··· DATASET EXTRACT ···
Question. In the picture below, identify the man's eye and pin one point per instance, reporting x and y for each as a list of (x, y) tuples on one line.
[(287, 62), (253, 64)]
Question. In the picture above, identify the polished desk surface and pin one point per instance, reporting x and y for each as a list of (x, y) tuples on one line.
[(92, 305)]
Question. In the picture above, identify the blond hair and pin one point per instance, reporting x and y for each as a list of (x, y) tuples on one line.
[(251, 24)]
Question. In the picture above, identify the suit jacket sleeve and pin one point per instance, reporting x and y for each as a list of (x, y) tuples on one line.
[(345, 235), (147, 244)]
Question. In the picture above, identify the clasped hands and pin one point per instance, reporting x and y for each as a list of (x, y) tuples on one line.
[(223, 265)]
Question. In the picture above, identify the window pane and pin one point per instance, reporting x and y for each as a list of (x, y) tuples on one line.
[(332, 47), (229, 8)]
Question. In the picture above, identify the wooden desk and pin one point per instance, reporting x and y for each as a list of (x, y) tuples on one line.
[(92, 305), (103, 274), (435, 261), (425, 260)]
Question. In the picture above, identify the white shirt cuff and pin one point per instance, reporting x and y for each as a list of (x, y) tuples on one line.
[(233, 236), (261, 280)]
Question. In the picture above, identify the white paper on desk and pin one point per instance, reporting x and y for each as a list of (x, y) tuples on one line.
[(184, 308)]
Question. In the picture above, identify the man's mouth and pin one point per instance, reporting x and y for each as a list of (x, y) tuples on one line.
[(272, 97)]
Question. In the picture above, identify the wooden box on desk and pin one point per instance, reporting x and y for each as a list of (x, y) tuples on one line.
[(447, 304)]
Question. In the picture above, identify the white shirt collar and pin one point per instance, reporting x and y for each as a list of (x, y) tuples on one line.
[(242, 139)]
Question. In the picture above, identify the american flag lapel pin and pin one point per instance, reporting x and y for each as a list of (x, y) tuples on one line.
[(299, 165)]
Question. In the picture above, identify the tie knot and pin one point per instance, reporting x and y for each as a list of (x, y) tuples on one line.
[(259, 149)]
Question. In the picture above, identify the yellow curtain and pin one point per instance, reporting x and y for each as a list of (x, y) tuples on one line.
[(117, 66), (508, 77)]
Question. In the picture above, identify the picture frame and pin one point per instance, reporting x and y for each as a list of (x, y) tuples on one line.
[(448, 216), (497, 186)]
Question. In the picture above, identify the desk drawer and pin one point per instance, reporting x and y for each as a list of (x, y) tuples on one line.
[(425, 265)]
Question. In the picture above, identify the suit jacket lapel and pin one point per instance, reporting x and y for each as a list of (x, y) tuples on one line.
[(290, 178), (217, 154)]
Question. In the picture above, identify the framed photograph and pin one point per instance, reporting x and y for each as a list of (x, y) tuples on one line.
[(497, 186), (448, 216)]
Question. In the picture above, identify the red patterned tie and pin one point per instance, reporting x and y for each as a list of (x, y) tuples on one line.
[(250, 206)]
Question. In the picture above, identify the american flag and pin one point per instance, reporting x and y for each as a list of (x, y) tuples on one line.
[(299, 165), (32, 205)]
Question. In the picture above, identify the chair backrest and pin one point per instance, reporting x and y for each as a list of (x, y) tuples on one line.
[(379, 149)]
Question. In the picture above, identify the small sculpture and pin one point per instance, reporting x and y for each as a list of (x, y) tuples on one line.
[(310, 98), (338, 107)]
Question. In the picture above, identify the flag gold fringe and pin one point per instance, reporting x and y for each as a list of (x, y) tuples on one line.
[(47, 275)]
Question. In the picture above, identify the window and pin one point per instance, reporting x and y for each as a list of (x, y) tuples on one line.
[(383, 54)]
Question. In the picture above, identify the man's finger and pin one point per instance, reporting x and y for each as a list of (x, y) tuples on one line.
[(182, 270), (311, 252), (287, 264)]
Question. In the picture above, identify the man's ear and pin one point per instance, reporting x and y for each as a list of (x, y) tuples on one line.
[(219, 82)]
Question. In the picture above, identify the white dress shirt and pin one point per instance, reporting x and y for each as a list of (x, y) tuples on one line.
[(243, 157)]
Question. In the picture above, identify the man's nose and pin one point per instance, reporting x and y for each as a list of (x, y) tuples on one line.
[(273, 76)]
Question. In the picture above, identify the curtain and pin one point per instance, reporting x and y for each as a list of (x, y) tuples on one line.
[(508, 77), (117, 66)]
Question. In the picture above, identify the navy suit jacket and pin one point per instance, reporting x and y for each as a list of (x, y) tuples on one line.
···
* OBJECTIVE:
Update the data above so that every "tuples" becomes "pairs", with everything else left unchanged.

* TASK OUTPUT:
Question. In the picture below, identify the man's eye and pin one point per instance, reporting x and y for each as a list of (x, y) pairs on one line.
[(287, 62), (253, 64)]
Question. In the picture above, identify the polished desk surface and pin one point per instance, reporting x and y for each as a list of (x, y) pairs on one line.
[(92, 305)]
Question. In the picture above, identify the blond hair and pin one point per instance, reporting x and y for each as a list of (x, y) pairs on one line.
[(251, 24)]
Question. In the picture above, identify the suit jacket sleeve and pin one point per instance, reporting x and y for each as a list of (x, y) pairs on one line.
[(345, 235), (147, 244)]
Question. In the picture above, identify the clasped hands and pin one point per instance, reporting x and y for each as a list of (x, y) pairs on one line.
[(223, 265)]
Question. In the picture above, identify the window pane and pin one point per instance, reporting x and y for each as a list of (x, y) pairs on one line.
[(332, 47), (229, 8)]
Question. In the picture above, identify the wooden desk and pin one point per instance, reporting x and y for each as a list of (x, y) pairs on one line.
[(92, 305), (103, 274), (435, 261), (425, 260)]
Question. In the picture above, identify the white shirt cuff and pin one point per instance, reporting x and y for each as a list of (x, y) pairs on one line.
[(233, 236), (261, 280)]
Question. In the picture above, identify the white paper on desk and pin one point per instance, reporting x and y for each as a list of (x, y) pairs on one line.
[(184, 308)]
Question. In the picture above, identify the man's mouth and pin one point per instance, reporting x and y for each as a list of (x, y) pairs on one line.
[(272, 97)]
Question. In the picture above, identify the wooden box on desk and pin one point per instance, reporting x and y for each as a list of (x, y) pairs on one line.
[(447, 304)]
Question. In the picture above, identify the white shirt collar and pin one point per instance, reporting x and y for each as a list of (x, y) pairs on one line.
[(242, 139)]
Question. In the picture above, identify the american flag lapel pin and pin one point per instance, reporting x and y for each as a list of (x, y) pairs on one line.
[(299, 165)]
Question. In the picture above, identify the tie knot and pin one point per instance, reporting x and y for each as a list of (x, y) pairs on one line.
[(259, 149)]
Question. In the picture above, identify the yellow curtain and pin one point per instance, reporting x and y for each as a list of (x, y) pairs on one line.
[(117, 66), (508, 77)]
Question. In the picture above, identify the picture frame and pin one point per instance, reporting x and y for each as a list of (x, y) pairs on one line.
[(448, 216), (497, 186)]
Question. In the picture above, identify the desk drawer and pin one point per instance, reporting x and y for each as a list of (x, y) pairs on one line.
[(425, 265)]
Question. In the picture above, identify the suit jacket lapel and pin one point per instance, reporting x and y for each as a list of (x, y) pairs on one line.
[(290, 178), (217, 154)]
Question. In the picture above, identify the framed photograph and pin one point per instance, reporting x and y for each as a list of (x, y) pairs on one line.
[(497, 186), (448, 216)]
Question. In the picture above, identify the red patterned tie and pin one point per instance, reporting x and y for each as a list of (x, y) pairs on one line.
[(250, 206)]
Question. In the picture above, identify the american flag and pin one point per instance, reporting x and y for each as a list of (x, y) pairs on one line.
[(299, 165), (32, 205)]
Question. In the picture above, identify the chair backrest and pin one point per instance, reporting x and y for each as a list of (x, y) pairs on one line.
[(379, 149)]
Question. In the picture above, identify the small sculpture and pin one point per instance, reporting x and y for each as a list of (x, y) pairs on one line.
[(310, 98), (338, 107)]
Question. In the picture above, identify the flag gold fringe and pin one point per instance, reporting x and y for each as a list of (x, y) pairs on one line.
[(47, 275)]
Question. In the picture above, identify the window and pin one point per instance, reporting x and y for each as a list of (x, y) pairs on one line.
[(383, 54)]
Question. In the picture above, identify the man's finger and pin one point per instance, reporting x and y for each as a list of (x, y) pairs on one line.
[(182, 270), (311, 252), (287, 264)]
Question. In the picture above, identify the man's ear and pin one point per instance, reporting x and y for each as a list of (x, y) pairs on one line.
[(219, 82)]
Question. In the picture above, identify the white dress shirt and pin one point per instance, reporting x and y for each as a list of (x, y) pairs on one line.
[(243, 157)]
Question. In the picture above, identify the man's nose and pin one point per instance, reporting x and y for each as a list of (x, y) pairs on one line.
[(273, 76)]
Question. In the picture above, identify the curtain and pin one point per instance, reporting x and y for each as a list of (x, y) pairs on one line.
[(508, 77), (117, 66)]
Question. In the picture above, identify the navy suit jacket and pin one point per instance, reporting x and y for each as a list of (x, y) pairs on one line.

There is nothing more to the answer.